- Objetivo: Segundo o texto apresentado, por que as discordâncias públicas em relação ao cardeal D. Eugênio Salles foram feitas "na tristeza de minha alma"? Explique com base na razão que o próprio texto oferece.

━━ Texto apresentado ━━

24 de outubro de 1982  Bookmark and Share

Para a corda de aço, escravos

Mais de uma vez, as circunstâncias me levaram a discrepar publicamente de S. Emncia. o cardeal D. Eugênio Salles. Fi-lo, entretanto, na tristeza de minha alma. Pois o coração do fiel leva-o normalmente a concordar, a submeter-se, a obedecer. E só razões muito graves podem determiná-lo a proceder de outra maneira.

Assim, não quero deixar passar a ocasião de manifestar meu aplauso a esta afirmação lúcida e nobremente franca, feita por S. Em.a.: "Se a Igreja no Brasil tivesse lutado como o cardeal Motta, o divórcio não teria sido aprovado" ("O Globo", 21-9-82).

Esta apreciação tão autorizada coincide precisamente com o que observei na "Folha de S. Paulo", acerca da insuficiência da quase totalidade das declarações episcopais contrárias ao divórcio, no momento em que a matéria candente era debatida no Congresso (cfr. artigos "Mas a CNBB não quis...", de 16-5-77; "Foguetório, e não bombardas", de 25-6-77: e "34-75-77", de 25-7-77).

A afirmação do Purpurado do Rio merece passar para a História...

━━━
━━ Amostra de dados ━━

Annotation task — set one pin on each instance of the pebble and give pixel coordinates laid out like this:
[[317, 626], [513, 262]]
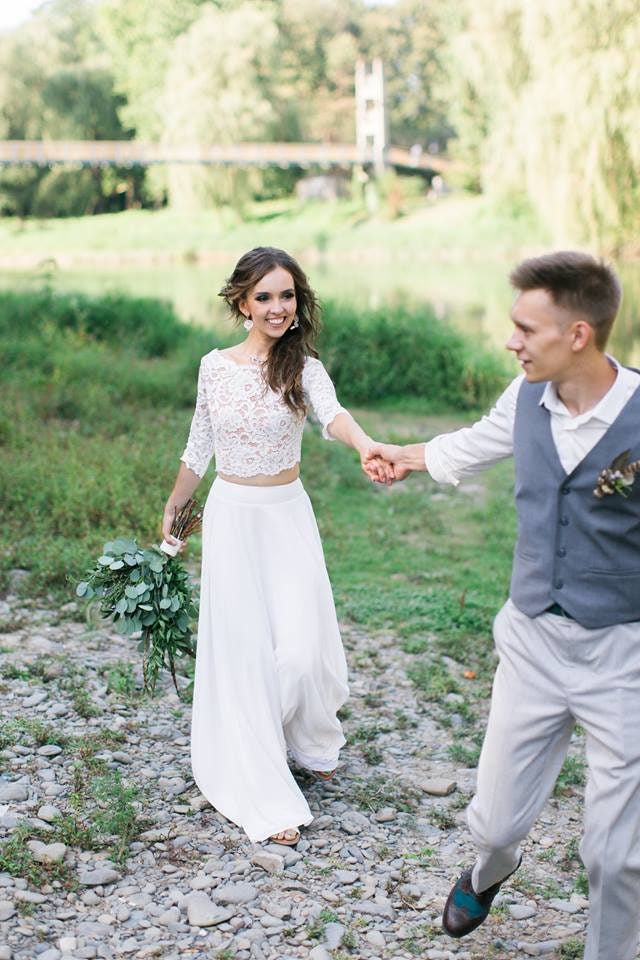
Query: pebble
[[194, 886], [7, 910], [235, 893], [47, 853], [376, 939], [333, 934], [540, 949], [49, 813], [319, 953], [520, 911], [16, 792], [99, 877], [203, 912], [564, 906], [271, 862], [438, 787], [386, 815]]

━━━

- Resultado da tarefa: Porque o coração do fiel normalmente o leva a concordar, a submeter-se e a obedecer, e só razões muito graves podem levá-lo a agir de outra maneira. Discordar publicamente do cardeal ia, portanto, contra essa inclinação do fiel.